====== Excerpted data
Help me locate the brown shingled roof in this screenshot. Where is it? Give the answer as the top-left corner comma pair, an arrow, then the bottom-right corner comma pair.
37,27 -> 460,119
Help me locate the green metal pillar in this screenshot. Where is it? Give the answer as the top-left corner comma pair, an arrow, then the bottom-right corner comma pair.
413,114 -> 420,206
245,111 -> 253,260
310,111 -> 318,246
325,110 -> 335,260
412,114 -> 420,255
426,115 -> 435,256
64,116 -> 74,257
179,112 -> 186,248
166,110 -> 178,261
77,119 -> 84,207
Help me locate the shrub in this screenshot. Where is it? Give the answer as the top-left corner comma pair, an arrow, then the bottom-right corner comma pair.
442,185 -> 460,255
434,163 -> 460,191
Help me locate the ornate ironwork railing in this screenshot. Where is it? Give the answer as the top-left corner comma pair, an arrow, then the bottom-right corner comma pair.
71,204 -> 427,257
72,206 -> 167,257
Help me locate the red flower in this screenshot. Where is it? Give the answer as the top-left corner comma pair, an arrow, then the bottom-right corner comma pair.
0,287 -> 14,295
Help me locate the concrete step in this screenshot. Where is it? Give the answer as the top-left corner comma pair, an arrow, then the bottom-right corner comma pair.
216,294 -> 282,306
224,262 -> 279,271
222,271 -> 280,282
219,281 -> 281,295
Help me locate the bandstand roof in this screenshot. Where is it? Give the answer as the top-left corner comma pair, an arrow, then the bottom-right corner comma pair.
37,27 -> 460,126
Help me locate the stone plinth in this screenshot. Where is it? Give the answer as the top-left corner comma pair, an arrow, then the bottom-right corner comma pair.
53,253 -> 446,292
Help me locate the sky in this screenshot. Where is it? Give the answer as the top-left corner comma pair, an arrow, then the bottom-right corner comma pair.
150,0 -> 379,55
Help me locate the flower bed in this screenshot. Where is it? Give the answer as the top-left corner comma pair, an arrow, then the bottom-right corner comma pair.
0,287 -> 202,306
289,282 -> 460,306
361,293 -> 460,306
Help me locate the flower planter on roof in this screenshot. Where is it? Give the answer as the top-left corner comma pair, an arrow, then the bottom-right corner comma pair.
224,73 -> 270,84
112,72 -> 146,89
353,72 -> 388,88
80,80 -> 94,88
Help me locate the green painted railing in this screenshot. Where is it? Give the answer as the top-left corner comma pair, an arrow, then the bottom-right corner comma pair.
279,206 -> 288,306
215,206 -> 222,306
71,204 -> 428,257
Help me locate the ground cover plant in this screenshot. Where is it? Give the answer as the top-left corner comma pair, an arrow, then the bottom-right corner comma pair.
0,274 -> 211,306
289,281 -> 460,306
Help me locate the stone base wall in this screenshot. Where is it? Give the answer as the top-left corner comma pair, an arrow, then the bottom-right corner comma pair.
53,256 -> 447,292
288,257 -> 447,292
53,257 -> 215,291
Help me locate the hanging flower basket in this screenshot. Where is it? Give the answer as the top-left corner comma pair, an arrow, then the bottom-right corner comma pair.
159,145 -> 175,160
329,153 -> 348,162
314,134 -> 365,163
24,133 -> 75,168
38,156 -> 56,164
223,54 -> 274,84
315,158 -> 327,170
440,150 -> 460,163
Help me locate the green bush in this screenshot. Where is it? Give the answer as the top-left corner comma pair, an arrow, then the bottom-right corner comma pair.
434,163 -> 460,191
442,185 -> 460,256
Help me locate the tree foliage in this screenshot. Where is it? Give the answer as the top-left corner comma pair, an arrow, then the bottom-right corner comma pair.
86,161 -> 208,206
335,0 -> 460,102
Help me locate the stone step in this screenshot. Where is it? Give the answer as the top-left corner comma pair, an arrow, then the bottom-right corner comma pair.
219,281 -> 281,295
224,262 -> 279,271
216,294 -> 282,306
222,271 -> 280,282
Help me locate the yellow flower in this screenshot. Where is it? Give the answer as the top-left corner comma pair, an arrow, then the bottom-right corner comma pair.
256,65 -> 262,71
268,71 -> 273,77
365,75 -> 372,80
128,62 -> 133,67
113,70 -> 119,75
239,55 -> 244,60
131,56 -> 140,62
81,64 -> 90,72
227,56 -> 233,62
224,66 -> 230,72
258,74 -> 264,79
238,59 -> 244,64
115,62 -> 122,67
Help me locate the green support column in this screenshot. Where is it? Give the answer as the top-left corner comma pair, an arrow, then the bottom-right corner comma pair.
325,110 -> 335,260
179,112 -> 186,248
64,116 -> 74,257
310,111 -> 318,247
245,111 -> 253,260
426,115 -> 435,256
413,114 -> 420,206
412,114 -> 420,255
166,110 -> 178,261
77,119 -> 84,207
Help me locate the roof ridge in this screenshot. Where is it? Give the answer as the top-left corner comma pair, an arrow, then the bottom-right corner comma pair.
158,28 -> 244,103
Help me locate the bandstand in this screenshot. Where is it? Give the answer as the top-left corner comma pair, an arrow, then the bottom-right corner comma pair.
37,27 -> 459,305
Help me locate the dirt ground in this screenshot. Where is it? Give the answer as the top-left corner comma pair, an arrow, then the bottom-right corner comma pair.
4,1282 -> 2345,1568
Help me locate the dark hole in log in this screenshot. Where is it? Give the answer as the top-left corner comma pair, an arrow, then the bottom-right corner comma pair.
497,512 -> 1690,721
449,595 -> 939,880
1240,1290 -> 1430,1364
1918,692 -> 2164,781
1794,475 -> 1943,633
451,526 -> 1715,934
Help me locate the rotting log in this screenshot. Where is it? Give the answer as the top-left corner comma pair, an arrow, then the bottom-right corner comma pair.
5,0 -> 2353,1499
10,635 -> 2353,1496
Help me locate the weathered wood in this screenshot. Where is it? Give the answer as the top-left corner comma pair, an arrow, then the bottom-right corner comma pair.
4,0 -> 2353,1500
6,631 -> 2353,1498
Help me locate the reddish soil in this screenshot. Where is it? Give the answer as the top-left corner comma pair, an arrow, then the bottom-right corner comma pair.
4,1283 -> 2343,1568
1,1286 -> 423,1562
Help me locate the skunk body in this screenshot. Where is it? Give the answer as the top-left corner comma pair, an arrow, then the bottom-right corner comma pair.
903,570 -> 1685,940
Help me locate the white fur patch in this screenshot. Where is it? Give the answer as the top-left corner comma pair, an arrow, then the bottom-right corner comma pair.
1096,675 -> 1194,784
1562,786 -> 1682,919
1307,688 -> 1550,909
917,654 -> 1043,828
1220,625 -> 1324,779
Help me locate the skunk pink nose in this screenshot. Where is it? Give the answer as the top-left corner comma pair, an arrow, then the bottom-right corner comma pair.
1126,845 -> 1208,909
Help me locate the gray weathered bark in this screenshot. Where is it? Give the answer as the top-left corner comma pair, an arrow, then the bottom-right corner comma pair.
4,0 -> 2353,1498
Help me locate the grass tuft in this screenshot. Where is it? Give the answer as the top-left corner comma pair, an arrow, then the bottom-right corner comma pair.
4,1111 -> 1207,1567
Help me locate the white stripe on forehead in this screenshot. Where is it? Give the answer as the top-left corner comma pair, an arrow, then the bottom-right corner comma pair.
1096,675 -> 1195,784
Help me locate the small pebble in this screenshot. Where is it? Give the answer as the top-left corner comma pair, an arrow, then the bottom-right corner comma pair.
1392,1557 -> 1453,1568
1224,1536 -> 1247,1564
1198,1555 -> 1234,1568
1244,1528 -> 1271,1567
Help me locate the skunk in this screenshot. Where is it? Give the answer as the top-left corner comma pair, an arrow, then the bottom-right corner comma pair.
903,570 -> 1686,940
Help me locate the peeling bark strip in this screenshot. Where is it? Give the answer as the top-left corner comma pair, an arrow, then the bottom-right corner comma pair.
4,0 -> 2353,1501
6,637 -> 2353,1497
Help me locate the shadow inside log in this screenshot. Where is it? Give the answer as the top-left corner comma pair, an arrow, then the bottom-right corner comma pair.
============
## Problem statement
All entries above are to be repeated verbatim, down to the last line.

## Exercise answer
Help me locate the brown shingled roof in this screenshot. Where is it? Give the answer as the top-left corner comma pair, an arrow, then the bottom-right corner comma pair.
37,27 -> 460,119
Help me locate the green metal pillar in this screenshot. Where is it? Give the answer as the top-left corner comma pair, an arrow, then the bottom-right corner comma pair.
413,114 -> 420,206
245,111 -> 253,260
310,111 -> 318,246
325,110 -> 335,260
412,114 -> 420,255
426,115 -> 435,256
64,116 -> 74,257
179,112 -> 186,248
166,110 -> 178,261
77,119 -> 84,207
Help me locate the shrub in this screenshot. Where is it? Give the answer as the top-left corner comma pair, an arrow, then the bottom-right corner comma pair.
442,185 -> 460,255
434,163 -> 460,191
Help me locate the ornate ironwork railing in this screenshot. Where is it? Give the answer as the top-left corner comma pair, an arrow, then the bottom-right corner comma pair.
71,204 -> 427,257
72,206 -> 167,257
Help me locate the red flower in this screenshot. Where is it? Give the answer as the top-left corner comma pair, an arrow, then the bottom-right corner comma pair.
0,287 -> 14,295
Help me locate the concrete step in this screenshot. Where is it? Give the answer as the top-left corner comma pair, an arrow, then the bottom-right corner comma pair.
216,294 -> 282,306
224,262 -> 279,271
222,271 -> 280,282
219,281 -> 281,295
Help me locate the bandstand roof in this screenshot. Where is it? Give the answer as the top-left corner comma pair, an arrow, then the bottom-right corner comma pair.
37,27 -> 460,126
Help me locate the stone plinth in this screenshot. Where is it? Give the answer as the top-left corner comma pair, an arrow, then the bottom-right corner comma pair.
53,253 -> 446,292
Help me locate the sky in this screenshot. Where is it? Give the answer as the top-left corner comma pair, an arrow, then the bottom-right corner comma pair.
150,0 -> 379,55
Help me locate the flower bed in this screenshot. Where is it? Give the answer as the top-left corner comma pair, an arrow, then the bottom-right corner comma pair.
0,287 -> 202,306
289,282 -> 460,306
361,293 -> 460,306
Help me locate the flower planter on roof in this screenshot. Where is it? Give the answer as the top-left corner comma pair, an arrow, then the bottom-right corner comma pair.
224,73 -> 270,84
112,72 -> 146,89
353,72 -> 388,88
80,80 -> 94,88
Help me locate the green painted railing in this screenshot. Where is it? Give the answer as the top-left corner comma pair, an arrow, then the bottom-right corner comma pair.
279,206 -> 288,306
215,206 -> 222,306
71,204 -> 428,257
Help me locate the ground cover plant in this screenshot. Where is it? Give the answer as the top-left corner comma pair, an arrow, then the bottom-right corner comma pair.
0,274 -> 211,306
289,281 -> 460,306
Help me locate the stone base wall in this screenshot. Where is it? Give the answer as the top-left corner comma pair, an arrow, then the bottom-right corner comma pair.
53,256 -> 447,292
288,257 -> 447,292
53,257 -> 215,291
Help me locate the hanging flower basket in this screenshot. Where is it? Give the answer as the top-left corner comma pair, an arrow, then the bottom-right corner comma pair.
159,145 -> 175,160
329,153 -> 348,162
314,134 -> 365,163
24,133 -> 75,168
38,156 -> 56,164
223,54 -> 274,84
315,158 -> 327,170
440,150 -> 460,163
Help me locate the green bush in this screenshot. Where is it? Give the answer as the top-left corner comma pair, an arrow, then the bottom-right corner comma pair.
434,163 -> 460,191
442,185 -> 460,256
Help me locate the tree foliage in this screenshot. Where is it? Give the answer as the top-left corner comma pair, an arrow, then the bottom-right corner comma pair.
86,161 -> 208,206
335,0 -> 460,102
Help me locate the stone step in this screenshot. Where is it? Give the answer as the top-left corner comma pair, an arrow, then the bottom-right corner comma pair.
219,281 -> 281,295
224,262 -> 279,271
216,294 -> 282,306
222,271 -> 280,282
Help me locate the yellow flower in this screenshot. Where is it? Give the answer as the top-left corner comma pair, an arrow, then the bottom-right corner comma pair.
256,65 -> 262,71
268,71 -> 273,77
365,75 -> 372,80
128,62 -> 133,67
113,70 -> 119,75
239,55 -> 244,60
131,56 -> 140,62
81,64 -> 90,72
227,56 -> 233,62
224,66 -> 230,72
258,74 -> 264,79
238,59 -> 244,64
115,62 -> 122,67
Help me locate the green support column in this screenshot. Where is it? Give the answer as the top-left corner comma pair, an arrow, then the bottom-right corner comma pair.
325,110 -> 335,260
179,112 -> 186,248
64,116 -> 74,257
310,111 -> 318,247
245,111 -> 253,260
426,115 -> 435,256
413,114 -> 420,206
412,114 -> 420,255
166,110 -> 178,261
77,119 -> 84,207
Help me locate the roof ridge in this screenshot. Where is it? Give the answer as the top-left corner comma pair, an arrow, then the bottom-right corner comma pair.
158,28 -> 244,103
Help me locate the bandstand in this screenshot. Where is it? Give the answer as the top-left corner comma pair, an arrow, then the bottom-right corner comma pair.
37,27 -> 459,305
Help me locate the dirt ground in this screenshot. Where is it? Give the answer as the top-left corner comma pair, an arrow, then the bottom-right corner comma pair.
4,1282 -> 2345,1568
Help me locate the dark hole in log in this screenshot. Where is it? Give the answer as the top-left corner comma pair, an arrow, then the bottom-right corner comma pair.
497,512 -> 1690,721
449,595 -> 939,880
1240,1290 -> 1430,1364
1918,692 -> 2164,781
1794,475 -> 1943,633
451,526 -> 1715,934
Help me locate the rotting log in this screenshot. Where is it? Give the answer as the top-left corner comma pair, an arrow, then the bottom-right corner comma pair.
5,0 -> 2353,1499
10,635 -> 2353,1496
Help me locate the weathered wood in this screenshot. Where is it? Give the answer as the top-left corner comma pair, an arrow, then the bottom-right corner comma pair.
4,0 -> 2353,1500
6,631 -> 2353,1498
Help me locate the reddish soil in this screenshot. Where is it? Give the answer as the top-left corner comma pair, an arrow, then the bottom-right corner comma pair.
4,1283 -> 2343,1568
1,1286 -> 423,1562
Help me locate the skunk body in this screenshot. Where is it? Give the answer as the top-left corner comma pair, an arrow, then the bottom-right corner comma pair.
903,570 -> 1685,940
Help me locate the white fur patch in this screenshot. Where is it? Give the answer as the top-left corner comma pair, an arrow, then the bottom-right corner comma pair.
1096,675 -> 1194,784
1562,786 -> 1682,919
1307,688 -> 1550,909
917,654 -> 1043,828
1220,625 -> 1324,779
Help me locate the skunk pink nose in this screenshot. Where is it? Give the answer as the top-left corner comma pair, an arrow, then the bottom-right corner comma pair.
1126,845 -> 1208,909
Help me locate the gray weathered bark in this screenshot. Where is it? Give the answer as the top-left corner comma pair, an arrow, then the bottom-right corner comma pair.
4,0 -> 2353,1498
Help me locate the grass tuft in this screenshot. Where is it? Give the answer as the top-left corner comma pair, an arrow, then the bottom-right corner comma pair.
4,1111 -> 1207,1567
Help me locate the white stripe on forehead in this screenshot. Where is it? Give the answer as the top-left corner comma pair, an arrow, then the bottom-right corner comma pair.
1096,675 -> 1195,784
Help me locate the small pebble in this screenshot. Where is it? Give the answer as the top-left corner comma pair, an arrow, then the bottom-right corner comma pair.
1392,1557 -> 1453,1568
1224,1536 -> 1247,1564
1198,1555 -> 1234,1568
1244,1528 -> 1271,1567
Help me locate the skunk in this screenshot. Where is it? Give the answer as the top-left corner comma pair, an arrow, then the bottom-right corner comma pair.
903,570 -> 1686,940
Help me locate the peeling bark strip in this screenshot. Where is it? Give the answer as the top-left corner comma pair, an arrow, then the bottom-right corner comma pair.
4,0 -> 2353,1501
6,637 -> 2353,1497
Help me locate the shadow inside log in this screenshot. Where is it? Give the answer as the top-left corner comma pair, an arrow, then the bottom-right corner comma pair.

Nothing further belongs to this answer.